= DIRECTIONS FOR THIS TASK =
Please transcribe, word for word, the line containing "locate the pale" and every line after it through the end of the records below, and nothing else.

= Saved entries =
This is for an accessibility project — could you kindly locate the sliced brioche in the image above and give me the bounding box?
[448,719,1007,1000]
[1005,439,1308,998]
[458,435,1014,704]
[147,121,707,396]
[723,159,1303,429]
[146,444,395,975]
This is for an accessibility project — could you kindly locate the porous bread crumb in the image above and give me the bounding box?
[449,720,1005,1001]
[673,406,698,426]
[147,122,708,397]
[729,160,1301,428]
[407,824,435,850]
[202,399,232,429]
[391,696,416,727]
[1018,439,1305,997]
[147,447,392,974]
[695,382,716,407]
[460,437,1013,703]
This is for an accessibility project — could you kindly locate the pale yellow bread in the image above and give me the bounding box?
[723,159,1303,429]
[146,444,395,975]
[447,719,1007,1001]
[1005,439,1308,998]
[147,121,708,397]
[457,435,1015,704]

= REPLY =
This is for an accessibility project — could you kindly locate the pale yellow bread in the image above and give me the bounding box?
[723,159,1303,429]
[146,444,395,975]
[447,719,1007,1001]
[1005,439,1308,998]
[147,121,708,397]
[457,435,1015,704]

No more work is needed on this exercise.